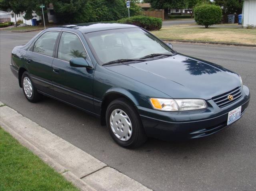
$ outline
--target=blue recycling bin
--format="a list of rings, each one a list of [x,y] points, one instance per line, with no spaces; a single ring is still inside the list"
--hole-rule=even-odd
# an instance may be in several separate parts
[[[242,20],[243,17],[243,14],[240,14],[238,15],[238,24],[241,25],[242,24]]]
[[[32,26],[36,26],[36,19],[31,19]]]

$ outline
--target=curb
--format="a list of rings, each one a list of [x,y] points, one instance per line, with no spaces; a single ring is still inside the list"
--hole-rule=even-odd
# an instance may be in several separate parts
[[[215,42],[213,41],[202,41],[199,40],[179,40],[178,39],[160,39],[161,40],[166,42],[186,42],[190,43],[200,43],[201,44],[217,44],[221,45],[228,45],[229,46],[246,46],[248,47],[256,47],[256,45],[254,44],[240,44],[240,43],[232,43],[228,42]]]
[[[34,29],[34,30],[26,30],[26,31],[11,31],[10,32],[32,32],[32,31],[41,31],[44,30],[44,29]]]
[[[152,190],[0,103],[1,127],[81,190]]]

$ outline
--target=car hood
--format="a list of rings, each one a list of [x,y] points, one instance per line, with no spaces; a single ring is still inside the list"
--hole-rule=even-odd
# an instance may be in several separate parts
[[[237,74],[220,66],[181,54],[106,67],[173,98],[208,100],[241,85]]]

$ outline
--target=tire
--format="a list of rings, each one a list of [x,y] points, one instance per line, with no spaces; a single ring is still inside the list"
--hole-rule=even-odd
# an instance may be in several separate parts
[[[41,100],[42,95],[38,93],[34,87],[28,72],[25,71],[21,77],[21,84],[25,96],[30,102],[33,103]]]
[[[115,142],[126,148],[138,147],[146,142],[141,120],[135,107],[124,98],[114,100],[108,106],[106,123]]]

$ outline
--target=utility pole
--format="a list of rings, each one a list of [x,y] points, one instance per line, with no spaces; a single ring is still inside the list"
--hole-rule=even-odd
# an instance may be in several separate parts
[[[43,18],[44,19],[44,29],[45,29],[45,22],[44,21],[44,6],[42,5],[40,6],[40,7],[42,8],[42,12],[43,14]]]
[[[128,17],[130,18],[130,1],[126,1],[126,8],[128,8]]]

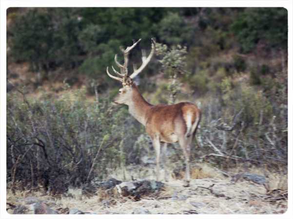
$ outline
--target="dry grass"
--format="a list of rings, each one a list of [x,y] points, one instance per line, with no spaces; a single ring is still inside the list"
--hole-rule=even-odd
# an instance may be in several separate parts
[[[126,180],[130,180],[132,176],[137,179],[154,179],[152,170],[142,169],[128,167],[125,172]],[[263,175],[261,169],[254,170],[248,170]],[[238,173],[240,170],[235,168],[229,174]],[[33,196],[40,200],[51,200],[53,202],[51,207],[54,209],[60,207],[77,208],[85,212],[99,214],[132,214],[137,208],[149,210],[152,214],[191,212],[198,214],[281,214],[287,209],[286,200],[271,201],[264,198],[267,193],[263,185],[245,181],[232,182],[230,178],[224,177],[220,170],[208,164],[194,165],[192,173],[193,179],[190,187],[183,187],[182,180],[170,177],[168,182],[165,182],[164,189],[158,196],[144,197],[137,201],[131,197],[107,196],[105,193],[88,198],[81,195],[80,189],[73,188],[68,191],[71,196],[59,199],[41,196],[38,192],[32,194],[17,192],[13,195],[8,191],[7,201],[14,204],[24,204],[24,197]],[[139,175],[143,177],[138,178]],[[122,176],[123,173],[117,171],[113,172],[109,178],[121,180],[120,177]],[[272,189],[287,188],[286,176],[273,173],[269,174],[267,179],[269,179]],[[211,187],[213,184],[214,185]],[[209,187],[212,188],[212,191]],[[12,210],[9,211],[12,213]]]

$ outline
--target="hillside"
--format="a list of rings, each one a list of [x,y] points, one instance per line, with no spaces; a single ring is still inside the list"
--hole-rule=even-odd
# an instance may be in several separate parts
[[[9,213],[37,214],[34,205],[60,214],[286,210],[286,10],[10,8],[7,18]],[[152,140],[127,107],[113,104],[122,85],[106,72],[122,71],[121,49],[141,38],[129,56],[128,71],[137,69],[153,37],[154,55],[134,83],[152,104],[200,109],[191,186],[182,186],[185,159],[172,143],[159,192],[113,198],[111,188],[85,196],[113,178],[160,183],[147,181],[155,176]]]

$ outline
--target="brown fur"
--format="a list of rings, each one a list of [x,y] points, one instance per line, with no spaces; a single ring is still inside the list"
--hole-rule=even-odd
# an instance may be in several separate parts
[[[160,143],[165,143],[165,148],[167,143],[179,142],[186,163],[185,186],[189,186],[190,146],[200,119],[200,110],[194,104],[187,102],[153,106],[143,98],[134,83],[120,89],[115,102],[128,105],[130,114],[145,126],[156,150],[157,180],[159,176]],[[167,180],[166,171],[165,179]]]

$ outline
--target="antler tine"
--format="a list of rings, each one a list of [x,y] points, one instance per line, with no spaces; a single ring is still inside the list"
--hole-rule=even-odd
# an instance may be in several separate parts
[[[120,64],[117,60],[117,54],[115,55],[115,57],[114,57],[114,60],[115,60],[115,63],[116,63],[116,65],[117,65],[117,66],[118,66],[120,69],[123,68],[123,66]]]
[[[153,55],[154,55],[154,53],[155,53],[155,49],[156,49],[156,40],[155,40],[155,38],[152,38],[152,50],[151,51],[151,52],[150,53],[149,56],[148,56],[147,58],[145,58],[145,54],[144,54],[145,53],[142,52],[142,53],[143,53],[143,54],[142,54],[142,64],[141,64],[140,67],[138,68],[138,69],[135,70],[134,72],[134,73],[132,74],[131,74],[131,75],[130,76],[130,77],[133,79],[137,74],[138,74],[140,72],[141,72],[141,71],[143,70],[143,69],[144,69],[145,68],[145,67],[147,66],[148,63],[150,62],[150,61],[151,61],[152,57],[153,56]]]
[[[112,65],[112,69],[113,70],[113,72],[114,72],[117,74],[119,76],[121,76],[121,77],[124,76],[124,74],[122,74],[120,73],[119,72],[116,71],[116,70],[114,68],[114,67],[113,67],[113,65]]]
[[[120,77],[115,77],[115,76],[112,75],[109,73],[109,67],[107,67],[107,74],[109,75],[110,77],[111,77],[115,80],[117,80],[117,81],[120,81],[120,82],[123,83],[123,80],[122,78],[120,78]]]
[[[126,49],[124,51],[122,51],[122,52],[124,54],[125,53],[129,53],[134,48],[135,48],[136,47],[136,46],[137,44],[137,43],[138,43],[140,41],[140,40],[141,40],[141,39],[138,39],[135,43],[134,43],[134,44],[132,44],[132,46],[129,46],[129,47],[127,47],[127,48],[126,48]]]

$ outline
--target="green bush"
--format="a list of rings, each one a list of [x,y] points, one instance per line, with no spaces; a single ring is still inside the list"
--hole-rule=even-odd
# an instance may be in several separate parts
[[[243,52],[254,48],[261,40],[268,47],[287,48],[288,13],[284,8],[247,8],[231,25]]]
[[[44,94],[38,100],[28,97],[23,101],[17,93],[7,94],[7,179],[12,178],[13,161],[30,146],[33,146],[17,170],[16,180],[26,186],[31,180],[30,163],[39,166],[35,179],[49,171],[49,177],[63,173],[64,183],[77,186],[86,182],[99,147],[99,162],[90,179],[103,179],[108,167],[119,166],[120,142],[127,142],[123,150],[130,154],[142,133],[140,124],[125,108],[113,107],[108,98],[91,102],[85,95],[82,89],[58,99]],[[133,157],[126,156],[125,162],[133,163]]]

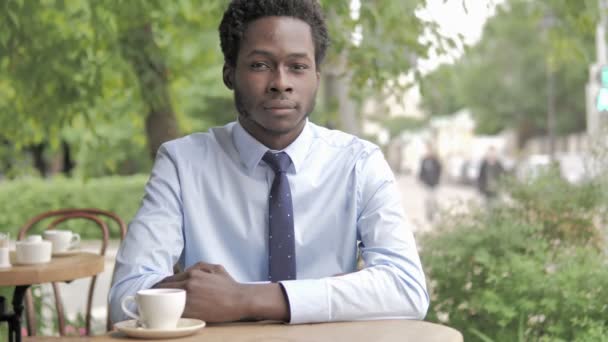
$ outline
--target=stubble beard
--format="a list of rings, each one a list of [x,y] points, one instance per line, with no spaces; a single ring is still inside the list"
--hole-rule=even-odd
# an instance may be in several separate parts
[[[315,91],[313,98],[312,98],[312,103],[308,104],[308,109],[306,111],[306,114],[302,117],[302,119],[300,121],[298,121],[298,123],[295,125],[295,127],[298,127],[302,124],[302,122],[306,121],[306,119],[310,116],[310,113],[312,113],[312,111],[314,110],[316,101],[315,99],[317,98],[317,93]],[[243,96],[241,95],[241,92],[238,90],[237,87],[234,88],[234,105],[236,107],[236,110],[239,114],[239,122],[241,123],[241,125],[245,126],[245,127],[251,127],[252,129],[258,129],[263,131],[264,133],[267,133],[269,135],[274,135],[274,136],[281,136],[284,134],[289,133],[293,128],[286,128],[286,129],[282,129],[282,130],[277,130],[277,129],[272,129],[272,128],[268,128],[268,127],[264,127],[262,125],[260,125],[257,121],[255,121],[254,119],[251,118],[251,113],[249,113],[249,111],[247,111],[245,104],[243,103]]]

**Stated task**.
Resize lines from the start of the records through the line containing "[[[32,26],[36,26],[36,19],[31,19]]]", both ends included, reproducing every line, requests included, with each polygon coordinate in the answers multiplied by 0.55 and rounded to a whole number, halves rounded up. Give only these lines, and leave the pictures out.

**Full answer**.
$ outline
--target=blue recycling bin
--format="a list of rings, each one a list of [x,y] points, one instance per line, with no spaces; a single ring is still inside the list"
--hole-rule=even-odd
# an instance may be in several separate parts
[[[133,11],[134,9],[134,8],[132,8],[131,8],[131,13],[133,14],[133,13]]]
[[[18,14],[20,14],[20,10],[17,10]]]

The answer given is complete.